Urbina’s latest piece fits in well with this alarmist pattern.  In the article “Think Those Chemicals Have Been Tested?” which ran in Saturday’s edition, Urbina explains that “many Americans assume that the chemicals in their shampoos, detergents and other consumer products have been thoroughly tested and proved to be safe.” He then adds ominously “this assumption is wrong” and explains that “unlike pharmaceuticals or pesticides, industrial chemicals do not have to be tested before they are put on the market. Under the law regulating chemicals, producers are only rarely required to provide the federal government with the information necessary to assess safety.”

Yet, after making this utterly absurd claim, Urbina goes on to cite the very law – the Toxic Substances Control Act (which is currently being updated by Congress) – established as a way to determine and ensure the safety of products that make it to the market. As Urbina explains, the TSCA process allows industry and regulatory agencies to work together to ensure safety:

Companies have to alert the Environmental Protection Agency before manufacturing or importing new chemicals. But then it is the E.P.A.’s job to review academic or industry data, or use computer modeling, to determine whether a new chemical poses risks. Companies are not required to provide any safety data when they notify the agency about a new chemical, and they rarely do it voluntarily, although the E.P.A. can later request data if it can show there is a potential risk. If the E.P.A. does not take steps to block the new chemical within 90 days or suspend review until a company provides any requested data, the chemical is by default given a green light.

▶ Problems and tasks:
A. Decide whether each statement agrees with the excerpt on chemical testing, answering yes or no and quoting the words from the excerpt that settle it: (i) Companies must alert the EPA before making or importing a new chemical. (ii) Companies must give safety data when they notify the agency about a new chemical. (iii) A new chemical gets a green light by default if the EPA neither blocks it nor suspends review within 90 days.
B. Carry on the excerpt about Urbina's chemical-testing article, starting right after its final sentence.
The material that comes next has no connection to the excerpt on chemical testing.

[Dataset entries]
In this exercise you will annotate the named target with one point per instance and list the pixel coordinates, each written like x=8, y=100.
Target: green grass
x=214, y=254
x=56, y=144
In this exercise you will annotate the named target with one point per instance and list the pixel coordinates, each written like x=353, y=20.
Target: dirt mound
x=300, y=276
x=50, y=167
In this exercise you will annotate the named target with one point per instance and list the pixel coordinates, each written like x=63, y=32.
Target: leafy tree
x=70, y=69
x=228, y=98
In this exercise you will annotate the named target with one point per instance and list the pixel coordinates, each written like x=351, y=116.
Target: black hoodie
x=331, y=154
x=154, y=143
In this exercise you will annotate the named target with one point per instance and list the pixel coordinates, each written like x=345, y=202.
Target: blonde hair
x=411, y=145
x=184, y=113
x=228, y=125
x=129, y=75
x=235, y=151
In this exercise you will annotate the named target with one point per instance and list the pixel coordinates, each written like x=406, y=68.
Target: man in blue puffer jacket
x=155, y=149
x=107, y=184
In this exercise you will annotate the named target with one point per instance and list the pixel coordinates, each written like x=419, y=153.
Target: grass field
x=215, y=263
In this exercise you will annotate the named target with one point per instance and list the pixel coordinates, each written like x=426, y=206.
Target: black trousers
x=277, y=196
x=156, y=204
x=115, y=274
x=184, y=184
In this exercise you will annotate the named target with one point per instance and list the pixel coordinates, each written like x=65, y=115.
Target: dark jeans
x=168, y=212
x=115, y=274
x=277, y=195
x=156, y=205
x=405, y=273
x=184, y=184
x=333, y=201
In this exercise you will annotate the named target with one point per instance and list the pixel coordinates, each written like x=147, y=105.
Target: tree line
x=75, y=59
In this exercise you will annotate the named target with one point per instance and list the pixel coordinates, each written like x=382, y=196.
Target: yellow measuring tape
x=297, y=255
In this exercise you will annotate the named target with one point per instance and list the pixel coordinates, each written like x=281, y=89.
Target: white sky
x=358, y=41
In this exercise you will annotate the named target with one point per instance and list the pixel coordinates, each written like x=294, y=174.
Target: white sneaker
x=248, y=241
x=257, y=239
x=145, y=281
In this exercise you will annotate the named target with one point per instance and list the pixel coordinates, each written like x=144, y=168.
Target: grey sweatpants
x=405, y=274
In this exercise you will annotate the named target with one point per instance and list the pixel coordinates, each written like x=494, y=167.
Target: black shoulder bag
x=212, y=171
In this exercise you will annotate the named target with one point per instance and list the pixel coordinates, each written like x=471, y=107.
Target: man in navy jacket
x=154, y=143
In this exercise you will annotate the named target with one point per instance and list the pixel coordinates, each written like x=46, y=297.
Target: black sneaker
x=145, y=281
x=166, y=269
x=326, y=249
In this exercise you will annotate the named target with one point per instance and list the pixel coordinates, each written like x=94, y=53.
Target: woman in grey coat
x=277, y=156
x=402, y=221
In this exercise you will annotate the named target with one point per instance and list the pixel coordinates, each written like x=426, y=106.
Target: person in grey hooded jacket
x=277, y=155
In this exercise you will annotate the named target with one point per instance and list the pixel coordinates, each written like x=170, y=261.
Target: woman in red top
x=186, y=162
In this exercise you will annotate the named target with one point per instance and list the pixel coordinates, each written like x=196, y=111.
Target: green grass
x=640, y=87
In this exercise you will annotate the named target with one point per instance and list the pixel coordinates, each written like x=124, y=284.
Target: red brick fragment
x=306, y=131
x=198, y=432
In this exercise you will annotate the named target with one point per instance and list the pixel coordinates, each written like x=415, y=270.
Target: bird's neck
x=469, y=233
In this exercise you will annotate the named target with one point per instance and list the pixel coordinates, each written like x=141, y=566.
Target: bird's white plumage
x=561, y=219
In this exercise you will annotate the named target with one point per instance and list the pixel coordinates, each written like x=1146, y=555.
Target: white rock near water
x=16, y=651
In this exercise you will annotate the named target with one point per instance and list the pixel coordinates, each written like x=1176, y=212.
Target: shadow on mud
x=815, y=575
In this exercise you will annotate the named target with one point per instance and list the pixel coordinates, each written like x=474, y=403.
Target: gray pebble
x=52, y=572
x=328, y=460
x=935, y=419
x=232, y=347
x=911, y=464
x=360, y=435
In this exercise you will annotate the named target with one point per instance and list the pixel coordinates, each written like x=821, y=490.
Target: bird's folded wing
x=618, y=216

▶ Results by task:
A.
(i) Yes: "Companies have to alert the Environmental Protection Agency before manufacturing or importing new chemicals."
(ii) No: "Companies are not required to provide any safety data when they notify the agency about a new chemical"
(iii) Yes: "If the E.P.A. does not take steps to block the new chemical within 90 days or suspend review until a company provides any requested data, the chemical is by default given a green light."

B.
So, while Urbina confirms that “companies have to alert the EPA,” when manufacturing a chemical, he designs the next sentence to make it sound like the agencies are given a massive burden by requiring them to “review academic or industry data, or use computer modeling to determine whether a new chemical poses a risk.”

What else does Urbina think people at Federal regulatory agencies do? Isn’t it their job to review data and determine risk?  More importantly, what does Urbina suggest as an appropriate alternative?  Should the industry just submit its own research to regulatory agencies? Maybe Urbina would prefer if the these regulatory agencies only used research conducted by independent researchers.

Let me explain how Urbina would react to those two suggestions. You see, Urbina is one of those journalists that will automatically dismiss any research coming from industry. He’ll blather on about how industry can’t be trusted to produce accurate data. He’ll advise that industry will always produce the data that supports their financial interests, making the data unreliable.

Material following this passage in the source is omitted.